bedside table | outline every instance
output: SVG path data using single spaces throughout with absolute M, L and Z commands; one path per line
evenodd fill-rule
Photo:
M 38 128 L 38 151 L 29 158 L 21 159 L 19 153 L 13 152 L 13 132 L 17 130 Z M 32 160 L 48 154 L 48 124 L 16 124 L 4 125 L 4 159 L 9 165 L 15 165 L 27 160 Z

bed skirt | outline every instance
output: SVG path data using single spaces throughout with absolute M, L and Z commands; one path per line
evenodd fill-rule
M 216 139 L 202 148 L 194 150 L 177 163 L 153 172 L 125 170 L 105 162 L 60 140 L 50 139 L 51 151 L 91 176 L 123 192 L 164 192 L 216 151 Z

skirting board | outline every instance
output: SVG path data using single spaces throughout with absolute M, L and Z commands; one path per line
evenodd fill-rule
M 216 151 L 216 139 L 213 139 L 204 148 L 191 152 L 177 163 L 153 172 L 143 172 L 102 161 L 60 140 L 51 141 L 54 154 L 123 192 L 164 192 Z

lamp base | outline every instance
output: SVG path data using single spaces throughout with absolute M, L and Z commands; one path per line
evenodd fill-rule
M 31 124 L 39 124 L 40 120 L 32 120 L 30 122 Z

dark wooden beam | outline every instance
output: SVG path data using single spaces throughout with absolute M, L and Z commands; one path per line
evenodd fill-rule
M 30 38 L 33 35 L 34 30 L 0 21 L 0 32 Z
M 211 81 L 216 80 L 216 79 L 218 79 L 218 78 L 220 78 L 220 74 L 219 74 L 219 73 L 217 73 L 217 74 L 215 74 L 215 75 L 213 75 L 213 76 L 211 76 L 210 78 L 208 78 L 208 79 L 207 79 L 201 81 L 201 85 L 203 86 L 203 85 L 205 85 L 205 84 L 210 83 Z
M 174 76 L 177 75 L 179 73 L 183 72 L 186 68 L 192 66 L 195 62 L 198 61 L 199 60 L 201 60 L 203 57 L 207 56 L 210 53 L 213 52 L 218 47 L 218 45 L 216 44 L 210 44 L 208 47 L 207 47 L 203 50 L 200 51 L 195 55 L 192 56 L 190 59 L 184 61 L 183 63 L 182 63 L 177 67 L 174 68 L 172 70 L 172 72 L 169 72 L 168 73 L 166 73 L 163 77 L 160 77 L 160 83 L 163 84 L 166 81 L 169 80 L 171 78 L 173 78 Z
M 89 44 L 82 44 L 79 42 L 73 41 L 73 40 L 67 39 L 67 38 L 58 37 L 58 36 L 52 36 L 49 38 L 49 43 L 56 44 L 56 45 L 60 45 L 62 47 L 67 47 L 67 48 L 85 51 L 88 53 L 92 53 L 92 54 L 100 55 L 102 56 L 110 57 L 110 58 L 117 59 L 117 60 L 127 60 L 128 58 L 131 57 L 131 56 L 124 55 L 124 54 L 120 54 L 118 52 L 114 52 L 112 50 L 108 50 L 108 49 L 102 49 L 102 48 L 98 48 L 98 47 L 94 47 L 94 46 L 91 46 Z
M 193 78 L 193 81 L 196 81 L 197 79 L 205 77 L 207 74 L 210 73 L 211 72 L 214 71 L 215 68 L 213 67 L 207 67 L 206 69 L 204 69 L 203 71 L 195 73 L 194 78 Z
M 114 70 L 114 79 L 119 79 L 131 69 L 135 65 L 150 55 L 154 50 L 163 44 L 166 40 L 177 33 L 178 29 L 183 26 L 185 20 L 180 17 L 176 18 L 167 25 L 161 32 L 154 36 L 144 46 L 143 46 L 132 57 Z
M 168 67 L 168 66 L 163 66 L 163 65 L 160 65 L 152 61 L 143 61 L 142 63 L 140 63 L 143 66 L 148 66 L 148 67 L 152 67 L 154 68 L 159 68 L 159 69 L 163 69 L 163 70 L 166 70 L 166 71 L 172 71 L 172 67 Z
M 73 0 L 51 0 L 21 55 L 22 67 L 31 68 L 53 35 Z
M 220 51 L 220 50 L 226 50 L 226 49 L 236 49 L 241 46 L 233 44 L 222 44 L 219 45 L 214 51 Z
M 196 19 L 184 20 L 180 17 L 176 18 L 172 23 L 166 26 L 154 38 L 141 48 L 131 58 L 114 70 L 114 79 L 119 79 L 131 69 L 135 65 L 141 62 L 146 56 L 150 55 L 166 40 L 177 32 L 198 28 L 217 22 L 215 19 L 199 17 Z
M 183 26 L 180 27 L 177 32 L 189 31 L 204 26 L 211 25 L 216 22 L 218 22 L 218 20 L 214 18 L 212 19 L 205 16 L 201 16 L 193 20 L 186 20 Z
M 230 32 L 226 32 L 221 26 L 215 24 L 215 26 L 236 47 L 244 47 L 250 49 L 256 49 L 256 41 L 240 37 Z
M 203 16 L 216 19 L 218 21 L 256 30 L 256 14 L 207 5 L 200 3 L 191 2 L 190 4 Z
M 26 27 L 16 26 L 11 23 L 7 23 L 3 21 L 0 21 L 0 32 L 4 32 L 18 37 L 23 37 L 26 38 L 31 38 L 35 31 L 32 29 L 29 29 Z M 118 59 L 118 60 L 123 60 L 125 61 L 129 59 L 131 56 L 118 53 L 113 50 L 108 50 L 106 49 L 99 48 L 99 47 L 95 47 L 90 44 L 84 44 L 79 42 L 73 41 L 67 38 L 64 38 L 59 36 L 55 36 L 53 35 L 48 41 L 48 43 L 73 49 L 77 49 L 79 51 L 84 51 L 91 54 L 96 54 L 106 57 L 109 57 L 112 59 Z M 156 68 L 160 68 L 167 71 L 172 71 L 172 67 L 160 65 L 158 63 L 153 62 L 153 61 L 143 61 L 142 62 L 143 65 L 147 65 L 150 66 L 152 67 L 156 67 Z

• Stated goal
Please reproduce the listing above, swapping every "evenodd" for "nonzero" and leaving everything else unchanged.

• Answer to the problem
bedside table | outline every instance
output: SVG path data using single spaces throughout with absolute M, L and Z commands; one path per line
nonzero fill-rule
Photo:
M 38 128 L 38 151 L 29 158 L 21 159 L 19 153 L 13 152 L 13 132 L 17 130 Z M 32 160 L 48 154 L 48 124 L 16 124 L 4 125 L 4 159 L 9 165 L 15 165 L 27 160 Z

bed skirt | outline every instance
output: SVG path data using single spaces throughout with absolute M, L and Z commands; one path per line
nonzero fill-rule
M 216 139 L 202 148 L 194 150 L 177 163 L 153 172 L 125 170 L 105 162 L 60 140 L 50 139 L 51 151 L 91 176 L 123 192 L 164 192 L 216 151 Z

skirting board | outline every instance
output: SVG path data using single spaces throughout with absolute M, L and Z commands; one path per line
nonzero fill-rule
M 216 151 L 216 139 L 213 139 L 204 148 L 191 152 L 177 163 L 153 172 L 143 172 L 102 161 L 60 140 L 51 141 L 54 154 L 123 192 L 164 192 Z

lamp base | outline every instance
output: SVG path data using single spaces throughout with absolute M, L and Z commands; one path per line
nonzero fill-rule
M 31 124 L 39 124 L 40 120 L 32 120 L 30 122 Z

dark wooden beam | outline every instance
output: SVG path data using single spaces throughout with absolute M, L and Z commands; one path per line
nonzero fill-rule
M 30 38 L 33 35 L 34 30 L 0 21 L 0 32 Z
M 211 81 L 216 80 L 216 79 L 218 79 L 218 78 L 220 78 L 220 74 L 219 74 L 219 73 L 217 73 L 217 74 L 215 74 L 215 75 L 213 75 L 213 76 L 211 76 L 210 78 L 208 78 L 208 79 L 207 79 L 201 81 L 201 85 L 203 86 L 203 85 L 205 85 L 205 84 L 210 83 Z
M 174 76 L 177 75 L 179 73 L 183 72 L 186 68 L 192 66 L 195 62 L 198 61 L 199 60 L 201 60 L 203 57 L 207 56 L 210 53 L 213 52 L 218 47 L 218 45 L 216 44 L 210 44 L 208 47 L 207 47 L 203 50 L 200 51 L 195 55 L 192 56 L 190 59 L 184 61 L 183 63 L 182 63 L 177 67 L 174 68 L 172 70 L 172 72 L 169 72 L 168 73 L 166 73 L 163 77 L 160 77 L 160 83 L 163 84 L 166 81 L 169 80 L 171 78 L 173 78 Z
M 89 44 L 82 44 L 79 42 L 73 41 L 73 40 L 67 39 L 67 38 L 58 37 L 58 36 L 52 36 L 49 38 L 49 43 L 56 44 L 56 45 L 60 45 L 62 47 L 67 47 L 67 48 L 85 51 L 88 53 L 92 53 L 92 54 L 100 55 L 102 56 L 110 57 L 110 58 L 117 59 L 117 60 L 127 60 L 128 58 L 131 57 L 131 56 L 124 55 L 124 54 L 120 54 L 118 52 L 114 52 L 112 50 L 108 50 L 108 49 L 102 49 L 102 48 L 98 48 L 98 47 L 94 47 L 94 46 L 91 46 Z
M 193 78 L 193 81 L 196 81 L 197 79 L 205 77 L 207 74 L 210 73 L 211 72 L 214 71 L 215 68 L 213 67 L 207 67 L 206 69 L 204 69 L 203 71 L 195 73 L 194 78 Z
M 114 70 L 114 79 L 119 79 L 131 69 L 135 65 L 150 55 L 154 50 L 163 44 L 166 40 L 177 33 L 178 29 L 183 26 L 185 20 L 180 17 L 176 18 L 167 25 L 161 32 L 154 36 L 144 46 L 143 46 L 132 57 Z
M 168 67 L 168 66 L 163 66 L 163 65 L 160 65 L 152 61 L 143 61 L 142 63 L 140 63 L 143 66 L 148 66 L 148 67 L 152 67 L 154 68 L 159 68 L 159 69 L 163 69 L 163 70 L 166 70 L 166 71 L 172 71 L 172 67 Z
M 73 0 L 51 0 L 21 55 L 22 67 L 31 68 L 53 35 Z
M 220 51 L 220 50 L 226 50 L 226 49 L 236 49 L 241 46 L 233 44 L 222 44 L 219 45 L 214 51 Z
M 196 19 L 184 20 L 180 17 L 176 18 L 172 23 L 166 26 L 154 38 L 141 48 L 131 58 L 114 70 L 114 79 L 119 79 L 131 69 L 135 65 L 141 62 L 146 56 L 150 55 L 166 40 L 177 32 L 198 28 L 217 22 L 215 19 L 199 17 Z
M 183 26 L 180 27 L 177 32 L 189 31 L 204 26 L 211 25 L 216 22 L 218 22 L 218 20 L 214 18 L 212 19 L 205 16 L 201 16 L 193 20 L 186 20 Z
M 230 32 L 226 32 L 221 26 L 215 24 L 215 26 L 236 47 L 244 47 L 250 49 L 256 49 L 256 41 L 240 37 Z
M 203 16 L 216 19 L 218 21 L 256 30 L 256 14 L 207 5 L 200 3 L 191 2 L 190 4 Z
M 26 27 L 16 26 L 11 23 L 7 23 L 3 21 L 0 21 L 0 32 L 4 32 L 18 37 L 23 37 L 26 38 L 31 38 L 35 31 L 32 29 L 29 29 Z M 118 59 L 118 60 L 123 60 L 125 61 L 129 59 L 131 56 L 118 53 L 113 50 L 108 50 L 106 49 L 99 48 L 99 47 L 95 47 L 90 44 L 84 44 L 79 42 L 73 41 L 67 38 L 64 38 L 59 36 L 55 36 L 53 35 L 48 41 L 48 43 L 73 49 L 77 49 L 79 51 L 84 51 L 91 54 L 96 54 L 106 57 L 109 57 L 112 59 Z M 156 68 L 160 68 L 167 71 L 172 71 L 172 67 L 160 65 L 158 63 L 153 62 L 153 61 L 143 61 L 142 62 L 143 65 L 147 65 L 150 66 L 152 67 L 156 67 Z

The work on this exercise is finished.